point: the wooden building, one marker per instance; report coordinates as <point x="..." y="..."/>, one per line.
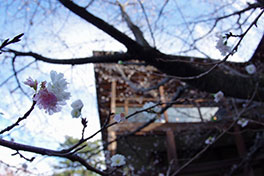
<point x="179" y="133"/>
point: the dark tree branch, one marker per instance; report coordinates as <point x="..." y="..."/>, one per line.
<point x="130" y="44"/>
<point x="44" y="151"/>
<point x="135" y="29"/>
<point x="76" y="61"/>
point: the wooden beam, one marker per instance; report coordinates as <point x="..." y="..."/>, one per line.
<point x="242" y="151"/>
<point x="113" y="96"/>
<point x="171" y="149"/>
<point x="163" y="100"/>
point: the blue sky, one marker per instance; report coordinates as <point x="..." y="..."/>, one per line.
<point x="55" y="32"/>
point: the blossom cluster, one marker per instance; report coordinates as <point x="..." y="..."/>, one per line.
<point x="118" y="160"/>
<point x="51" y="96"/>
<point x="76" y="108"/>
<point x="251" y="69"/>
<point x="221" y="45"/>
<point x="218" y="96"/>
<point x="119" y="117"/>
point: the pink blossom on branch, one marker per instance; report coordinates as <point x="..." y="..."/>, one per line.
<point x="52" y="96"/>
<point x="31" y="83"/>
<point x="47" y="100"/>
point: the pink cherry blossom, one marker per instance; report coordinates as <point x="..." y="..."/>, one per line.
<point x="47" y="100"/>
<point x="31" y="83"/>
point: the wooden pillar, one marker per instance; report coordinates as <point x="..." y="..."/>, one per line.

# # # # #

▸ Activity
Set down exactly the lines of the material above from the one with "point: the dark" through the end. Include both ends and nothing else.

▸ Output below
point: the dark tree branch, one marker per instance; report coordinates as <point x="..." y="..."/>, one per line.
<point x="130" y="44"/>
<point x="44" y="151"/>
<point x="135" y="29"/>
<point x="76" y="61"/>
point: the wooden beam, one marker per instance; report coordinates as <point x="..." y="..."/>, one per line.
<point x="242" y="151"/>
<point x="113" y="96"/>
<point x="171" y="149"/>
<point x="163" y="100"/>
point: the blue sky, one marker per instance; report coordinates as <point x="..." y="..."/>, one per line.
<point x="55" y="32"/>
point: the blossom cluster, one marker per instance; report coordinates as <point x="..." y="..."/>, one per line.
<point x="118" y="160"/>
<point x="51" y="96"/>
<point x="76" y="108"/>
<point x="251" y="69"/>
<point x="221" y="45"/>
<point x="218" y="96"/>
<point x="119" y="117"/>
point: the pink blossom on branch, one marker per instance; report coordinates as <point x="..." y="..."/>, one per line.
<point x="52" y="96"/>
<point x="31" y="83"/>
<point x="47" y="100"/>
point: the pink cherry blossom, one marker per instance; report coordinates as <point x="..." y="..."/>, one per line.
<point x="47" y="100"/>
<point x="31" y="83"/>
point: the wooden pillar, one marker per instance; report coordinates as <point x="..." y="..."/>, one per line.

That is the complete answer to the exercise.